PROBLEM: As a numbered list without blank lines, write out everything in the records from the line containing "Curation note — class label: woman" down to the line containing "[594,260,675,486]", both included. List only those lines.

GIVEN DATA:
= = = = = = =
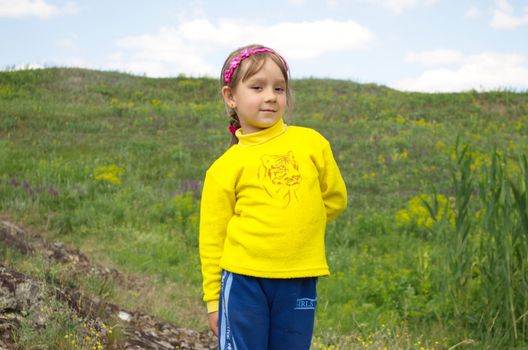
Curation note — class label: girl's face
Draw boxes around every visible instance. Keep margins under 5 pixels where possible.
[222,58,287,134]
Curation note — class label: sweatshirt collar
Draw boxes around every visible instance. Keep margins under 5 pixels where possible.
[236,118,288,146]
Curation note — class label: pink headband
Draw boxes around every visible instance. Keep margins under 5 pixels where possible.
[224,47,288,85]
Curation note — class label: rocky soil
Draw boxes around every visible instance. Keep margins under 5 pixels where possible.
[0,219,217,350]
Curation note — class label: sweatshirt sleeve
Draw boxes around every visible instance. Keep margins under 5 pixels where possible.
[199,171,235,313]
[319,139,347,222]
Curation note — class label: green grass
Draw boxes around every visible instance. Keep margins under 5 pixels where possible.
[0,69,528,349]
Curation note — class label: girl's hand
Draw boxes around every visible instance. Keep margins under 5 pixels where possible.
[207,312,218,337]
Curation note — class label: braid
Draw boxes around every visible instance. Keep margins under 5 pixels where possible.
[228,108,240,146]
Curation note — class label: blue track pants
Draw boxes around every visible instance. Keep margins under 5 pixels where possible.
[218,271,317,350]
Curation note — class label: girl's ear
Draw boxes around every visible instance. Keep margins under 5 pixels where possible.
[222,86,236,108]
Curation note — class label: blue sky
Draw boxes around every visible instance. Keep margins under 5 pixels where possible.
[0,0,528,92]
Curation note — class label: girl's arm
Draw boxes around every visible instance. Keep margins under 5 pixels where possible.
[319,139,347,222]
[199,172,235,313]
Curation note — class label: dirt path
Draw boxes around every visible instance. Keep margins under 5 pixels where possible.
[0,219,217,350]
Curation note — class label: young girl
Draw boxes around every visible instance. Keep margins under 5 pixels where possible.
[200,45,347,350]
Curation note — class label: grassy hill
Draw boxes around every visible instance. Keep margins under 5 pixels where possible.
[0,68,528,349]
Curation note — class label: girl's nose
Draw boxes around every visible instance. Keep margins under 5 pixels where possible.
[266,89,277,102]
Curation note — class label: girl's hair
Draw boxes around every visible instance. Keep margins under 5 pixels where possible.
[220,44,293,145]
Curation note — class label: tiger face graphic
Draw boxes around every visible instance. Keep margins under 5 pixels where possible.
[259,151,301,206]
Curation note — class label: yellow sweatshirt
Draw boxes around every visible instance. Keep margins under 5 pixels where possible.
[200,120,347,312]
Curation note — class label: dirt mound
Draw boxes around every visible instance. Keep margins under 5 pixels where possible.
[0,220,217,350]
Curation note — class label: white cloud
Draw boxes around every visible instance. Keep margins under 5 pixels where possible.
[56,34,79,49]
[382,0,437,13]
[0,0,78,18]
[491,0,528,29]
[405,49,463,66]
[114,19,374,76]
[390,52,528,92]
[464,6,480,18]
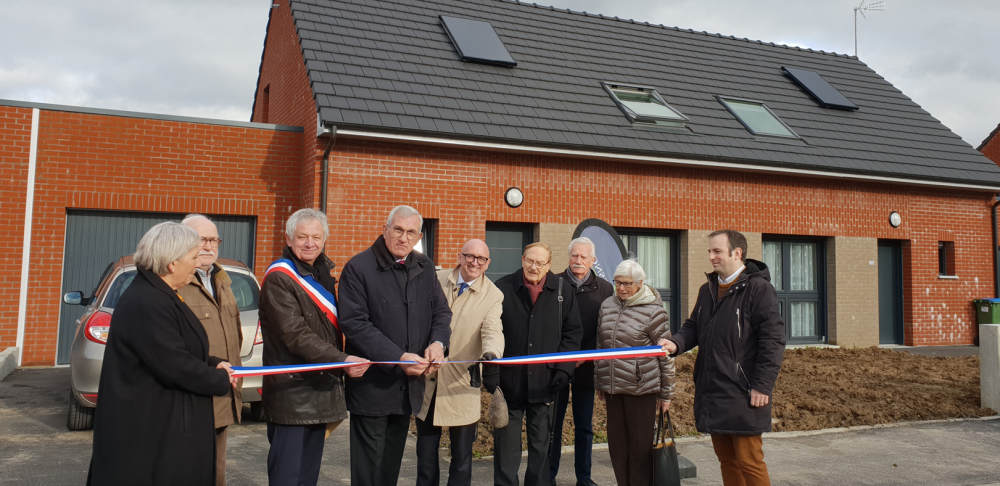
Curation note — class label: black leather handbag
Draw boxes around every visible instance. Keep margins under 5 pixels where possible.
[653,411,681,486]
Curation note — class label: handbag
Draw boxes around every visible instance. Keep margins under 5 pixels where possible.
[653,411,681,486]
= = = = = = =
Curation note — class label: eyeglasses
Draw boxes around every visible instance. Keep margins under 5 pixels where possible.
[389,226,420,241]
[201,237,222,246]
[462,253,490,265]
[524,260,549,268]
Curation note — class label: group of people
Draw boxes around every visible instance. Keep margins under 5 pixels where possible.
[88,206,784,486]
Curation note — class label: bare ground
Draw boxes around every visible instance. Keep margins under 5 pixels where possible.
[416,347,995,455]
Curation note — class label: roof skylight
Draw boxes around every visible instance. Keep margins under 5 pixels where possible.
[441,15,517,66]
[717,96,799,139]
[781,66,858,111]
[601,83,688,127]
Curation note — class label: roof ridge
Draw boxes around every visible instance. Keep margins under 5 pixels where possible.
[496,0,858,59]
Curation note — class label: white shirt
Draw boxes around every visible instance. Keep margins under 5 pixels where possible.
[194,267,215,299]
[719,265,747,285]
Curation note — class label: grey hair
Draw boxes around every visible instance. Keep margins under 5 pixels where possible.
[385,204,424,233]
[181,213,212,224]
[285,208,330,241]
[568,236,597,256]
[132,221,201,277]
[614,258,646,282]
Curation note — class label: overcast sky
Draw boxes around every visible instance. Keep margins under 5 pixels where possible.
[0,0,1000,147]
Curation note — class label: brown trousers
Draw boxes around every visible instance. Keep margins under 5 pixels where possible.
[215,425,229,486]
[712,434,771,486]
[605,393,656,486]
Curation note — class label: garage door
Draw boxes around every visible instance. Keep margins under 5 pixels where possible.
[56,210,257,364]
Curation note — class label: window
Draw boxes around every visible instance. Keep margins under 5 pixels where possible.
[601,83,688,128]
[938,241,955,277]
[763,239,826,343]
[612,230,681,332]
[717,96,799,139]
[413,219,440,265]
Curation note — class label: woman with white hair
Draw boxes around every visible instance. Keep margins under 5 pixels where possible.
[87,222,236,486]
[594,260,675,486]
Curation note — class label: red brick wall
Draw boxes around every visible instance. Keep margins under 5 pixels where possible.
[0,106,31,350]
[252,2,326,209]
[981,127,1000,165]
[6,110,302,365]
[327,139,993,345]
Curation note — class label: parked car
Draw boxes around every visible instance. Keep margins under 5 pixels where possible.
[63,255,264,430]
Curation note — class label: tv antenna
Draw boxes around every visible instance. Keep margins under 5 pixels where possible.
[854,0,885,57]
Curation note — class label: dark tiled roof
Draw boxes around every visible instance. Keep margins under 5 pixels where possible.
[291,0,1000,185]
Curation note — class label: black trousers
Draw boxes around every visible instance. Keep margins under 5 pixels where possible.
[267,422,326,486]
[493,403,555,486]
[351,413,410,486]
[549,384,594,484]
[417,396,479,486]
= = = = = = =
THE OUTPUT:
1. Curation note — class label: woman with white hair
2. Draw boxes around every visible instance. Keep margins under 5 pixels where possible.
3. [87,222,236,486]
4. [594,260,675,486]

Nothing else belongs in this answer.